-- start --

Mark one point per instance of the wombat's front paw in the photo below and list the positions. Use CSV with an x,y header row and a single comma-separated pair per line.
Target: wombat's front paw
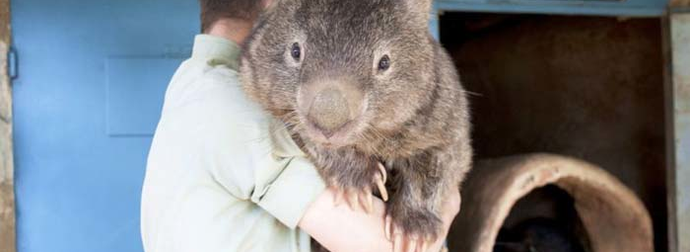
x,y
361,197
412,230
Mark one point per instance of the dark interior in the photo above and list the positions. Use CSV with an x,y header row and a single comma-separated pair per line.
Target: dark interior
x,y
587,87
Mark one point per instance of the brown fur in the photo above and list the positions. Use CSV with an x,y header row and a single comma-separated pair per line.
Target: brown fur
x,y
416,122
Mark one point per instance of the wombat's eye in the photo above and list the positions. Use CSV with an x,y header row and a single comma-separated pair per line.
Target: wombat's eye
x,y
296,51
384,63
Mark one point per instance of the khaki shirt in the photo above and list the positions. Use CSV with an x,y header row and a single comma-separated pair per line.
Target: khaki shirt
x,y
222,175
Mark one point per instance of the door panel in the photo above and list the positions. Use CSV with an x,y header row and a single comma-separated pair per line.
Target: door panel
x,y
90,88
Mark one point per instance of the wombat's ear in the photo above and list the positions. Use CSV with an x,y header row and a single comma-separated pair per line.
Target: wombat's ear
x,y
420,8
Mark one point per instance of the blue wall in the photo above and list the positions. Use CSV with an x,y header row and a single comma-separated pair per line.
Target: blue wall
x,y
84,112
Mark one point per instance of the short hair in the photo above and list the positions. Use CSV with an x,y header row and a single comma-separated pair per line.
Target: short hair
x,y
213,10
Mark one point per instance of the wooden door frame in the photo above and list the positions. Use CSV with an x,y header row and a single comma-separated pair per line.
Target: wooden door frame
x,y
7,203
677,68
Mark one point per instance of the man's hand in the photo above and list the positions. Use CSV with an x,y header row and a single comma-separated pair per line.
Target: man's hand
x,y
341,229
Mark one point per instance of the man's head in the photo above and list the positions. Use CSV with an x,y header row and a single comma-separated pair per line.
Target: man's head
x,y
243,10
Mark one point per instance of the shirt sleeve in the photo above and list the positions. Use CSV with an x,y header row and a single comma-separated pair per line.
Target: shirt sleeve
x,y
287,194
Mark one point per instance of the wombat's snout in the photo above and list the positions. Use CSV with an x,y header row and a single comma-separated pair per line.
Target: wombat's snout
x,y
330,106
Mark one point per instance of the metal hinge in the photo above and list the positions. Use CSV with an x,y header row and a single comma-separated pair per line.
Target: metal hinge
x,y
13,63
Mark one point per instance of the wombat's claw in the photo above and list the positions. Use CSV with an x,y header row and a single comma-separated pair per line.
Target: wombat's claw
x,y
404,242
380,180
356,198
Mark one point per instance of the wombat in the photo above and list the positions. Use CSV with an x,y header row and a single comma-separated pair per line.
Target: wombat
x,y
361,83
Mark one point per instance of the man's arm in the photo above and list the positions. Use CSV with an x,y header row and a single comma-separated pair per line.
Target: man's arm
x,y
341,229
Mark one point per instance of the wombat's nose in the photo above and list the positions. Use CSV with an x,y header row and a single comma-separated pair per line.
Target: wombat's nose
x,y
329,111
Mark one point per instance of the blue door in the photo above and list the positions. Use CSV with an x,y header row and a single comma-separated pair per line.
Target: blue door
x,y
92,76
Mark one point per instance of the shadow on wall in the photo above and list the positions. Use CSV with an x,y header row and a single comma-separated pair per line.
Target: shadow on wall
x,y
587,87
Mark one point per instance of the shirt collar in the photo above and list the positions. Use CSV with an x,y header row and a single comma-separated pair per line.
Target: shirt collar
x,y
216,51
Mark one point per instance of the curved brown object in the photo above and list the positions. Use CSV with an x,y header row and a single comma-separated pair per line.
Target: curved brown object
x,y
614,218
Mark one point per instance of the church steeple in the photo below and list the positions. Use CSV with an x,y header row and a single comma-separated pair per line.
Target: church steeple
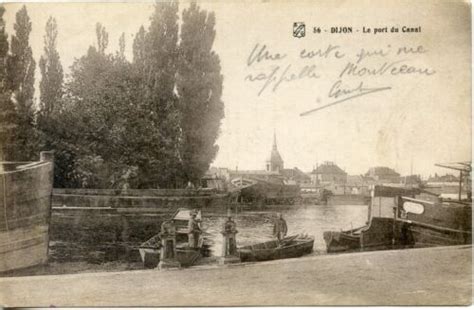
x,y
275,162
274,141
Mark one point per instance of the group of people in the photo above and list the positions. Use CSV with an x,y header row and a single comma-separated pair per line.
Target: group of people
x,y
280,228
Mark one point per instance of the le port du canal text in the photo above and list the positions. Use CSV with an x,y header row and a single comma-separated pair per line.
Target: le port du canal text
x,y
366,30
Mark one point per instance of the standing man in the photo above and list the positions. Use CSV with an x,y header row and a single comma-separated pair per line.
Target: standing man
x,y
194,231
280,228
229,232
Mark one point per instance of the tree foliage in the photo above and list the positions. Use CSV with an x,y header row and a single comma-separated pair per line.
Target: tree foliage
x,y
200,88
146,123
51,85
7,109
21,76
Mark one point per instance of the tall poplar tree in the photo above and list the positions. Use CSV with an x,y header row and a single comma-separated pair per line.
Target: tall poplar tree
x,y
199,85
21,73
51,85
160,68
7,109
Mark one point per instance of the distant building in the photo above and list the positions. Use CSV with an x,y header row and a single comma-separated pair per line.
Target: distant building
x,y
383,175
357,185
274,163
443,178
295,176
328,172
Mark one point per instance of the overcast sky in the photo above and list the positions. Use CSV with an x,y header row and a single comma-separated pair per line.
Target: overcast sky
x,y
422,119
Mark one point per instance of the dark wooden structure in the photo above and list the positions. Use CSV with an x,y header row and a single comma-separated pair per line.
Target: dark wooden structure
x,y
25,208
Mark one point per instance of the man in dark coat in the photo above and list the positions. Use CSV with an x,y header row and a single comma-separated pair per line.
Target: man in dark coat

-- end --

Take the listing above and print it exactly, apart from the pictures.

Mark one point per instance of the wombat's front paw in the photo below and list the positions. Use CSV with an x,y header row and a single comma-separated pair per line.
Target: wombat's front paw
x,y
361,197
412,230
Mark one point per instance of the dark interior in the photo above and list the positions. Use CSV with an x,y header row and a single comma-separated pair per line.
Target: dark interior
x,y
587,87
Mark one point per instance of the brown fur in the photo above and list the positions. Use CSV with an x,y header row and a single comma-separated pair per line.
Target: brown fur
x,y
416,122
Mark one point per instance of the wombat's eye in the photo above and list the positions. Use CSV with an x,y header row and a single comma-separated pair per line.
Target: wombat's eye
x,y
296,51
384,63
Mark one point per instance of the khaki shirt in the photo above and list the positions. Use CSV with an x,y header row and a single comma-separated pair per line.
Target: khaki shirt
x,y
222,175
Mark one point per instance of the door panel in the photo above and list the positions. Use CSV with an x,y header row and a single comma-separated pair per line.
Target: door panel
x,y
90,88
Mark one point per instance of the wombat's ear in the photo above and list the positions. Use CSV with an x,y header row and a single comma-separated pair per line.
Target: wombat's ear
x,y
420,8
Mark one point per instance of the blue wall in the photo above and list the positions. Use CSV with an x,y header row and a single comma-separated pair per line.
Target: blue wall
x,y
84,112
Mark one point per instance of the short hair in the photo above and list the positions. Use CSV with an x,y header row and a single comma-separated pair per line.
Target: short hair
x,y
213,10
Mark one point per instance of the wooden door frame in the photo above and list the positions. Use CSV with an x,y header row and a single comma-separated pair per line.
Target: wooden door frame
x,y
7,203
677,68
Mark one point per instance of the man's hand in the photo above and list the positions. Use CSV with an x,y header row and a single comma-separated pair per line.
Target: man's hand
x,y
341,229
Mark one point per instance of the man's head in the photo above and list the positions. Use CSV with an x,y header row and a single comma-separated pair per line.
Target: man's head
x,y
243,10
Mark one point per instance of the shirt sleeve in the photo above and list the positions. Use CSV with an x,y header row and a single comma-separated pair per line.
Target: shirt sleeve
x,y
287,194
Mark one point per instance of the wombat's snout in the photo above and list the positions. Use CSV with an x,y header row and a single comma-separated pair per line.
Target: wombat's snout
x,y
330,106
Mark one point per instance of the metal hinge in the photo above and list the positions. Use CSV with an x,y header row and a single comma-separated pair per line.
Target: metal hinge
x,y
13,63
Mark one point per instance of the wombat's claw in the photo above and list the positions. Use CSV with an x,y header row and a single comma-separated pair per line.
Target: wombat's claw
x,y
404,242
380,180
356,198
Mark one point per instance of the wombat in the photo above and list the positions. Use CSV with an x,y header row and a single comma-separated pair per line.
Target: wombat
x,y
361,83
Mark one point per instance of the man's arm in the photo above and list the positions. Use CSV with an x,y header row and a single comma-separated pair per line.
Target: man's arm
x,y
341,229
Mark one point per instance of the wombat's nose in the photo above and list the positions. Use CSV with an x,y header row and a single comma-separated pair per line.
Target: wombat's nose
x,y
329,111
Mark one point per instance of the blue door in the photo above and list the positions. Use CSV with an x,y header row and a single comma-separated pair per line.
Target: blue door
x,y
92,76
Mark one point per instance of the shadow on wall in the photo above and list the positions. Use CSV with an x,y header row and a single comma-separated pair per line.
Target: shadow on wall
x,y
587,87
Mark one point per instance of the shirt collar in the photo above and list the positions. Use CSV with an x,y header row and a single comma-separated pair per line.
Target: shirt collar
x,y
216,51
Mark one point per instance of the curved brown object in the photo above and list the positions. Use CSV with an x,y header row and a single comma-separated pair per line.
Target: curved brown object
x,y
614,218
Mark one point per instance of the church steeple in the photo below and list the positions. Use CSV with an x,y header row and a single comma-separated pair per line.
Target: church steeple
x,y
275,162
274,141
Mark one point per instance of the group of people in the photo above and list the positions. Use CSV with an x,y header row and a single comma-separated pair per line.
Target: group of people
x,y
280,228
Mark one point per instance of the le port du canal text in the photo above and list the positions. Use CSV with an x,y header row and a single comma-separated pair per line.
Target: le port du canal text
x,y
366,30
Mark one point per instance of the standing man in the photo above and list the positions. Use CSV with an x,y header row and a single comma-separated pair per line.
Target: standing man
x,y
194,231
280,228
229,232
Mark one point per instance of the tree foliage in the photo above and list the positions. Use CSV with an x,y header row and a single comma-separated pair per line.
Target: tree foliage
x,y
200,88
146,123
51,85
7,109
21,76
Mark one point per instance of the tall poplar tree in the photo above and list the positions. Use CSV with an x,y header row and a single comma-separated pair per line.
Target: tall poplar tree
x,y
199,85
21,73
51,85
160,68
7,109
Mark one point per instance of the distant building in the photo above and list the positions. Use CSV with an x,y header row and a single comma-separated pair per line.
Target: distant building
x,y
383,175
357,185
274,163
443,178
295,176
328,172
Mark one point per instance of the overcast sky in the photo above and list the positions. Use CSV with an x,y header row and a single comma-separated pair per line.
Target: overcast sky
x,y
422,119
Mark one point per instance of the dark wooden structure in the photo above and list the positions. Use CSV with an x,y header row and a single comma-separated pair per line.
Target: dark wooden structure
x,y
25,208
Mark one point per instance of the man in dark coat in the photo above and list the positions. Use CSV with an x,y header row and a single comma-separated pair per line.
Target: man in dark coat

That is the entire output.